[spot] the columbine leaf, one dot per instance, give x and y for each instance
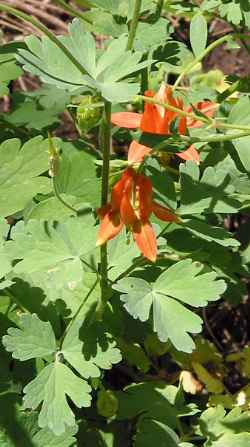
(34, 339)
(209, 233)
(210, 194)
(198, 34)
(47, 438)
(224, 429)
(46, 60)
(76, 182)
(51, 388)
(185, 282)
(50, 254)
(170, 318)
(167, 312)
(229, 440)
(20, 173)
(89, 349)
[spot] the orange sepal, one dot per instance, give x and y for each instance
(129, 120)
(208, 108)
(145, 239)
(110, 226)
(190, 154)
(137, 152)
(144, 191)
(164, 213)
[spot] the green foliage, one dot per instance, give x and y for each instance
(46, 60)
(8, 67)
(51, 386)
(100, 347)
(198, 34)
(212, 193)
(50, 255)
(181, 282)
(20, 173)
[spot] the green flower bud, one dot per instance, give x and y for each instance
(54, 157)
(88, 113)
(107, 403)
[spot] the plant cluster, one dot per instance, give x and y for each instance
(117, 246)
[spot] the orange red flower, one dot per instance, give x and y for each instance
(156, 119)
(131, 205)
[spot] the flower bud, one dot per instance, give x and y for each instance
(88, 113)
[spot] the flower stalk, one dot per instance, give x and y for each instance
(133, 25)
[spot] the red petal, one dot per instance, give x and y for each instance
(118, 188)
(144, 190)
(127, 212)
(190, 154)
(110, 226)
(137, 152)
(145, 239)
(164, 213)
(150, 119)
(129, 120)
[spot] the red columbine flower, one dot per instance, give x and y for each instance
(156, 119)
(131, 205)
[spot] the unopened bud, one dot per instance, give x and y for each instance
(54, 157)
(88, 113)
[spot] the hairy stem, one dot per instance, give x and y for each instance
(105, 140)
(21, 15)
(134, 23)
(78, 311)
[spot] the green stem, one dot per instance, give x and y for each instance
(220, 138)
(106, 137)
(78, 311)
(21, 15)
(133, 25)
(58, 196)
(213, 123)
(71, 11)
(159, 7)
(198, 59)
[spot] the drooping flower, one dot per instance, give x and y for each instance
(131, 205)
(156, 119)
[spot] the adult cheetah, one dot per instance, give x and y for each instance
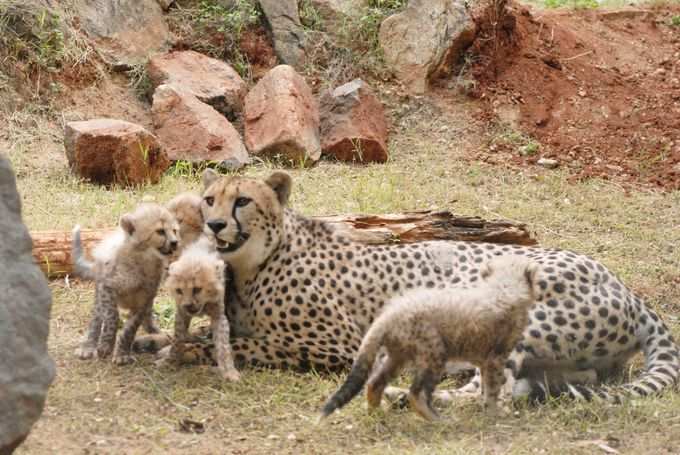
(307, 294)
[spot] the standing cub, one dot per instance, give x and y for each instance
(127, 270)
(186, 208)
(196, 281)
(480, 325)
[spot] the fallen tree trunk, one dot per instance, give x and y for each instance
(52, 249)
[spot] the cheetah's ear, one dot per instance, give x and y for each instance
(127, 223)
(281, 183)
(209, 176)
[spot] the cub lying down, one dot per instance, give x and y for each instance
--
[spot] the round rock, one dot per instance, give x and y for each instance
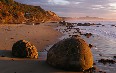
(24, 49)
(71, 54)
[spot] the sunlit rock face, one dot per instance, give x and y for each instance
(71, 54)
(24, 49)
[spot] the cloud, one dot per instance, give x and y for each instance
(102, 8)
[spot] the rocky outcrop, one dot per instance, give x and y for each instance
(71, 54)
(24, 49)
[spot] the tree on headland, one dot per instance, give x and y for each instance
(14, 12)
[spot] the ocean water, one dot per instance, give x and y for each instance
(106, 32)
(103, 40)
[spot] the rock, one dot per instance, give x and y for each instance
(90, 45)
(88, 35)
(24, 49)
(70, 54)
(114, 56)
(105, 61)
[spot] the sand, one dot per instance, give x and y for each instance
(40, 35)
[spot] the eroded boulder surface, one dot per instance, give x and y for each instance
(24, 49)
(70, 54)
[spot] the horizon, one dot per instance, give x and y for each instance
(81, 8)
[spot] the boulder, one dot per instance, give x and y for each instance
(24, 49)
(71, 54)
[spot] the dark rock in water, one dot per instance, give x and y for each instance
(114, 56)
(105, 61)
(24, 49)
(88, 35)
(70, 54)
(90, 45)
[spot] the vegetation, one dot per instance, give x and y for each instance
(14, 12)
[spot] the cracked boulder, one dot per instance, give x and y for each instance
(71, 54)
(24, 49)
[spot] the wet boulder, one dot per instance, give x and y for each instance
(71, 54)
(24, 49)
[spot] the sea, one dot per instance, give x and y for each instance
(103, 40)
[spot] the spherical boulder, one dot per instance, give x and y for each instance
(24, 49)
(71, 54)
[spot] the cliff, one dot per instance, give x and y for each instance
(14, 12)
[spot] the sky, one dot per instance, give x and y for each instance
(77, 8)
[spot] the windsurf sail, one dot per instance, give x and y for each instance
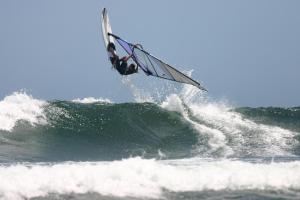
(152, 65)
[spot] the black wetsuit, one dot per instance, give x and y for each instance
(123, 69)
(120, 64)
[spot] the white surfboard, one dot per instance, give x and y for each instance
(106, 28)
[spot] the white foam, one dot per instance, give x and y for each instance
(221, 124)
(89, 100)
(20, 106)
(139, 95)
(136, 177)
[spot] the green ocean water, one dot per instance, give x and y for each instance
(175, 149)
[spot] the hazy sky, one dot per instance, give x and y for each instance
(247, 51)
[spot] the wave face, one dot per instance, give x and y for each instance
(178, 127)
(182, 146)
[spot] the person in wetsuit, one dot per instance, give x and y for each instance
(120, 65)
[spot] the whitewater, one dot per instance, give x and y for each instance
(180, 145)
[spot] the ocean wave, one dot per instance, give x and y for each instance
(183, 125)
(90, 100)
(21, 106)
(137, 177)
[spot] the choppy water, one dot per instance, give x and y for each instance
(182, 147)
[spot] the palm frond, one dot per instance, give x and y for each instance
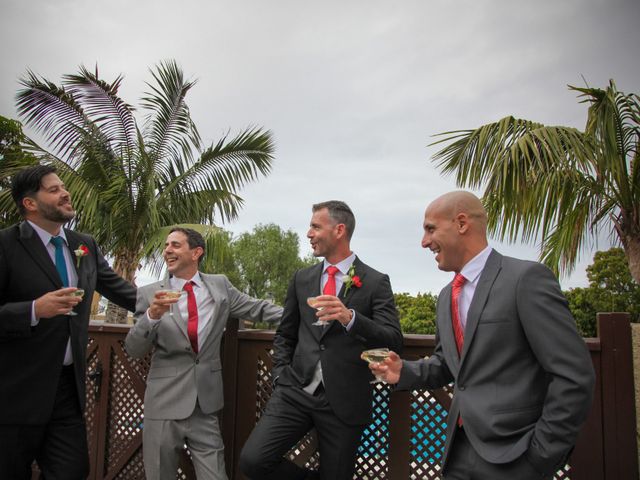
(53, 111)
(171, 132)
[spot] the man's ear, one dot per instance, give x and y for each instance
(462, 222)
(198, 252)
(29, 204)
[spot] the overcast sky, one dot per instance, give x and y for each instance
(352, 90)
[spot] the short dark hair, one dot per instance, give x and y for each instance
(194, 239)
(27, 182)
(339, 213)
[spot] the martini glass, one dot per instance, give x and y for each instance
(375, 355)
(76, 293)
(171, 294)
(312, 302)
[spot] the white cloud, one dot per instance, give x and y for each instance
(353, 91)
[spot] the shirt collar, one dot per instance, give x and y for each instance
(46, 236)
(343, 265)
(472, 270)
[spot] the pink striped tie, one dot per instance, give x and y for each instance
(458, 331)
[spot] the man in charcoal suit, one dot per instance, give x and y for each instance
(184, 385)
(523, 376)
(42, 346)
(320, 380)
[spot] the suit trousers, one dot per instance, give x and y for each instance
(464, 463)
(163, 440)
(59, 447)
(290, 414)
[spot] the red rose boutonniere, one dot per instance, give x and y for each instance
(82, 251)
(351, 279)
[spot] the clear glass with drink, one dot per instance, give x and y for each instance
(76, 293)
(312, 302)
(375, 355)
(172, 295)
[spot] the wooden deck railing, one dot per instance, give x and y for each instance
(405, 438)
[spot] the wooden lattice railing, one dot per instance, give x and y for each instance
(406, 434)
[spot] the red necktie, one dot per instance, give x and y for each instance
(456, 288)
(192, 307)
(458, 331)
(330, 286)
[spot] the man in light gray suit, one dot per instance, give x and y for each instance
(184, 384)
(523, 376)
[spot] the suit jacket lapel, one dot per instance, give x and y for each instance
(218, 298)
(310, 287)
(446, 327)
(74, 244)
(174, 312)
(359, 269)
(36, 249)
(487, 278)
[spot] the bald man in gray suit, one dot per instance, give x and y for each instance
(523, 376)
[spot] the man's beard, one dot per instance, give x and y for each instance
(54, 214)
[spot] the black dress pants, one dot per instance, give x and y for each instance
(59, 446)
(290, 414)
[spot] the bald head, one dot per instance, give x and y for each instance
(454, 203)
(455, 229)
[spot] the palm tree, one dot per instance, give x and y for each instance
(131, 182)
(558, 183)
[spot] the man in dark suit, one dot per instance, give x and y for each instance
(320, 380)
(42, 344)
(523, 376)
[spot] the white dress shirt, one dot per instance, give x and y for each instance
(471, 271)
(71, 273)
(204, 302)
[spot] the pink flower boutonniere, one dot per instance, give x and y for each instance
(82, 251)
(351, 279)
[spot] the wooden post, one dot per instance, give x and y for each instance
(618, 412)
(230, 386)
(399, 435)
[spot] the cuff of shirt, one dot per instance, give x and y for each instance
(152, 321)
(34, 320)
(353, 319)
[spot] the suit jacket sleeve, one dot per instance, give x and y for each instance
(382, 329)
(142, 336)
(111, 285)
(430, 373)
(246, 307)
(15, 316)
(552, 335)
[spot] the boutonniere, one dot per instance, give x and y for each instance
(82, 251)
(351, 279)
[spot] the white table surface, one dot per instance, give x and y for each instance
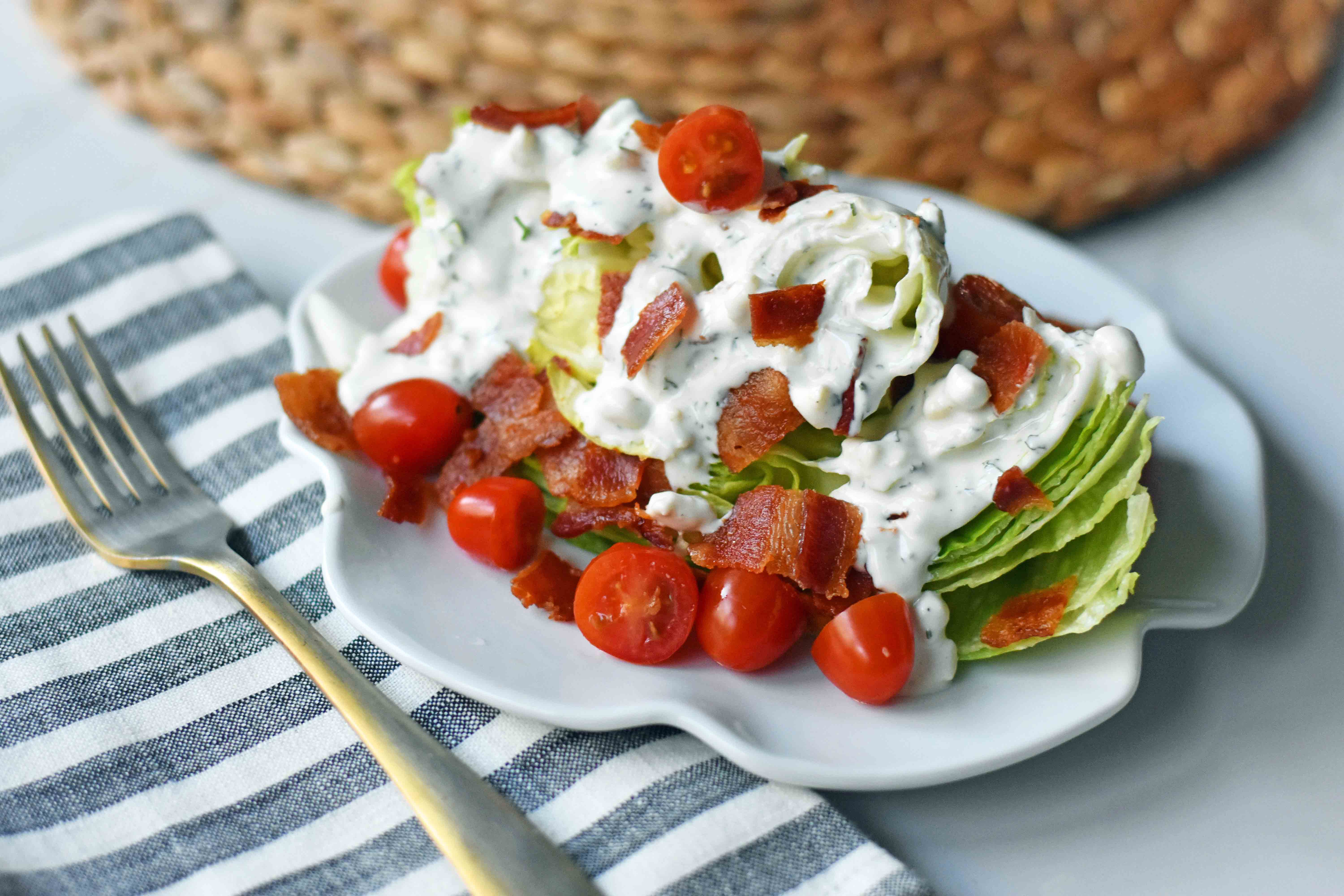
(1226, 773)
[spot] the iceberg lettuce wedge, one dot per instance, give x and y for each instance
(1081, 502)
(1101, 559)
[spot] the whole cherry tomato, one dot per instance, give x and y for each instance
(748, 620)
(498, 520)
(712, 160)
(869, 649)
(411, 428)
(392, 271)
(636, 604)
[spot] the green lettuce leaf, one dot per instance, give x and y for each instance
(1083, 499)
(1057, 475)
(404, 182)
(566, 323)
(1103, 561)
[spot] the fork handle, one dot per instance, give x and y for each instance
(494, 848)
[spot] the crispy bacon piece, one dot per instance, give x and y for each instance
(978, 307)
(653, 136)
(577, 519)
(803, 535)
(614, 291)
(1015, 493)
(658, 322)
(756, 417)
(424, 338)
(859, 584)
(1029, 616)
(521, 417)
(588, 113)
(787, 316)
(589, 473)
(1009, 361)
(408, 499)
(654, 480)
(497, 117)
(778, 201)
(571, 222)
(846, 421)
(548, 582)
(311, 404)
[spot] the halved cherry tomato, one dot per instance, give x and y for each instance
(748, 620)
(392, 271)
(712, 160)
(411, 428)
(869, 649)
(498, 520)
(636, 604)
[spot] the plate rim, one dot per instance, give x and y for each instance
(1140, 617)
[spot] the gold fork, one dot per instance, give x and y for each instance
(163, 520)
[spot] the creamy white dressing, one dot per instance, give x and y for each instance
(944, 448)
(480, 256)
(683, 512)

TASK REQUIREMENTS: What is wanted is an exact copy of the lines above from the one containing "[spot] the drooping" through the one containing "[spot] the cub", with no pictures in it.

TASK RESULT:
[spot] the drooping flower, one dot per instance, give x and y for each instance
(131, 205)
(156, 119)
[spot] the adult cheetah, one dot per instance, give x and y for each instance
(307, 294)
[spot] the standing cub, one dot per instance, give x and y for each instance
(127, 270)
(186, 208)
(196, 281)
(480, 325)
[spot] the fallen tree trunk, one dot per instance, give x and y for each instance
(52, 249)
[spot] the cheetah's ear, one dot per instance, give x and y for each instance
(127, 223)
(281, 183)
(209, 176)
[spot] the cub lying down, one dot per instance, give x and y for each instance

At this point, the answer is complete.